**TASK PROMPT:** All of the records must come back exactly as they were given.

**GIVEN ENTRIES:**
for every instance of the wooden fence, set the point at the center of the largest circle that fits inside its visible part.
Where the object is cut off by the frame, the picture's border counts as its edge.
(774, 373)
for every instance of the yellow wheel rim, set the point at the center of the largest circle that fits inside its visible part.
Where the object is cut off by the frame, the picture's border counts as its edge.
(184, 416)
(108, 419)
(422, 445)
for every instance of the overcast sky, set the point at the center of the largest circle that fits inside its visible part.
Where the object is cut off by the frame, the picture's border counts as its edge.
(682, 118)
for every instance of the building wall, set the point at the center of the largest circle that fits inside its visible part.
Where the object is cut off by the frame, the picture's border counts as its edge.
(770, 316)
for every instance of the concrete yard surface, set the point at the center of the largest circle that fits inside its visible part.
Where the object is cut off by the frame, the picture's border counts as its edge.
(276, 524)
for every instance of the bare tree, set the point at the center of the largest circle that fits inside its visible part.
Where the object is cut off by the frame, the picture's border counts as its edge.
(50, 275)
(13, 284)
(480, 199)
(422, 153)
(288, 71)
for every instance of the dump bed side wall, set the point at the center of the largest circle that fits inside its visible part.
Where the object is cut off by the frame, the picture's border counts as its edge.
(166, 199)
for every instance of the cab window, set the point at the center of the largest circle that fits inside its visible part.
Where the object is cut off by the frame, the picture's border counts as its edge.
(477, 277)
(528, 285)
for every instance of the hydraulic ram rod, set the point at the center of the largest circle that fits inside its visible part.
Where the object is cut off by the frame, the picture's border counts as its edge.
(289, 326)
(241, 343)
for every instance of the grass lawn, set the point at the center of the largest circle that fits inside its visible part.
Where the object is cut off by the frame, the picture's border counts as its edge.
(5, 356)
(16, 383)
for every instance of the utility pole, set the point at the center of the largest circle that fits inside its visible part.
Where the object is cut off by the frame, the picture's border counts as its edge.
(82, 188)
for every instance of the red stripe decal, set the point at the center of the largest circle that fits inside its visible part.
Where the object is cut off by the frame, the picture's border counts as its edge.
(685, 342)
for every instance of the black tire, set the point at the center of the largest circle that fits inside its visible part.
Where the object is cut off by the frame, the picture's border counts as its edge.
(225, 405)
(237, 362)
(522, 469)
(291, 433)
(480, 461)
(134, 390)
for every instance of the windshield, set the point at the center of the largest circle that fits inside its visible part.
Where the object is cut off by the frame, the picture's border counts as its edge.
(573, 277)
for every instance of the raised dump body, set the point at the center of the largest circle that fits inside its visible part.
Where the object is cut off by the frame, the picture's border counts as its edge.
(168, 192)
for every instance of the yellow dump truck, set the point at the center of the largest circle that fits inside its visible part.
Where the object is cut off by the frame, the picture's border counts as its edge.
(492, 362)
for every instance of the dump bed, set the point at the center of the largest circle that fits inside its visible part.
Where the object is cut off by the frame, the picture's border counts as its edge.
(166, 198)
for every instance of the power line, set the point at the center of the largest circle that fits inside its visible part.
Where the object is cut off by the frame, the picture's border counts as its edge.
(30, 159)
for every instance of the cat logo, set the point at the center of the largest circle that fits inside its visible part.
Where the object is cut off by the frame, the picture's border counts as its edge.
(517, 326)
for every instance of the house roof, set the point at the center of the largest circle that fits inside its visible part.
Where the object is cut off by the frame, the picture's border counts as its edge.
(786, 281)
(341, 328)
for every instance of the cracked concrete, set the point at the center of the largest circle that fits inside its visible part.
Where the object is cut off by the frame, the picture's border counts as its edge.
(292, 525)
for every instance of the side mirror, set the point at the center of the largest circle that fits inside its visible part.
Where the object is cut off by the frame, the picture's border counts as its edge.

**RESULT FOR THIS EXERCISE:**
for every instance of the wooden fence, set the point at the center of the largest circle that fits inside its visible part.
Where the object is cut off by the frame, the picture's border counts as its edge.
(774, 373)
for every instance of the yellow wheel rim, set the point at the center of the largest circle that fits inside its visible part.
Where the object is cut off by the frame, the picture's border counts as its edge.
(184, 416)
(108, 419)
(422, 445)
for every instance of the overcast sky, set the point at the center of the largest circle that fits inside its visible part.
Where the object is cut off by the frame, the picture's border counts as its edge.
(682, 118)
for every instance of the building wall, set the point at the center of the largest circle that fits inside its visible part.
Where the object is cut off by the frame, the picture's border counts as its edge.
(770, 316)
for every instance of the concrete yard surface, set the point at the center of the largest circle that fits inside its visible part.
Where the object is cut off by the frame, the picture's border counts as its edge.
(276, 524)
for every instance of the bare tree, set the point at the center of the largest circle that fits inside its visible part.
Where the object is cut off by the frame, the picture's border counts as its edge.
(50, 275)
(13, 284)
(480, 199)
(422, 153)
(288, 71)
for every instance of the dump bed side wall, set the point at the center of the largest circle that fits inside its visible part.
Where the object is cut off by the frame, the picture's border counts as its edge.
(166, 199)
for every instance of the cab window, set the point at the center of the largest circle that fits inside its visible part.
Where the object is cut off by the frame, the picture's border counts as its edge.
(477, 277)
(528, 285)
for every instance of the hydraulic ram rod, set the point at the center of the largest circle that fits inside its visible part.
Where the object is cut off by the frame, the picture's border counts as its edge.
(289, 326)
(241, 343)
for every instance of the grass lawn, set the point at the center of the largest circle that fits inside its visible part.
Where the object is cut off by the frame, the picture's border counts as its edge.
(5, 356)
(16, 383)
for every instance of the utility pole, set the point at the center of the largest circle that fits inside its visible part.
Where the object is cut off by the frame, the picture's border counts as its edge.
(82, 188)
for every instance of the red stripe decal, set the point at the center of the largest circle that fits inside its visible part.
Where the object is cut off by the frame, the picture's border counts as its edge.
(685, 342)
for every instance of the black tire, set the point at the center of the largest circle that fits inside its visible part.
Where the object is cut off by the frame, the picture's border counts as its edge.
(225, 405)
(237, 362)
(522, 469)
(291, 433)
(480, 461)
(134, 390)
for every instance of the windshield, set the point at the center of the largest circle that fits inside its visible part.
Where the object is cut off by the frame, the picture's border counts as its edge.
(573, 277)
for every instance of the raised dump body, set the point at the center of the largest circle that fits inside its visible part.
Where the object is cut off by the frame, the picture's border counts as its edge.
(168, 192)
for every instance of the yellow dump truck, set the point at the center of the largest circle that fits inside its visible part.
Where the object is cut off by the frame, the picture's border counts as its edge.
(492, 362)
for every instance of the dump bed, set the point at the center of the largest circle that fits inside its visible part.
Where the object is cut off by the frame, the picture's border counts as its edge.
(166, 198)
for every instance of the power line, set the point at the center of the largest circle that fits inside its visible part.
Where the object is cut off by the frame, the picture's border counts as its edge.
(30, 159)
for every instance of the cat logo, set the point at the center of the largest circle that fits inside its visible part.
Where the object is cut off by the frame, the picture's border counts as its edge.
(517, 326)
for every instance of the house roof, set the point at the center of the largest circle that fits inside its visible part.
Where the object is cut off by the frame, the picture's border counts as its edge.
(786, 281)
(341, 328)
for every instance of the cracked concrete, set the point at the center of the largest circle that fits inside its visible part.
Where the object is cut off by the frame, the picture's border counts as its edge.
(292, 525)
for every instance of the side mirror, set the point at the center of the largest circle that fits inside its visible part.
Where the object is cut off by the frame, the picture's border counts as its edge.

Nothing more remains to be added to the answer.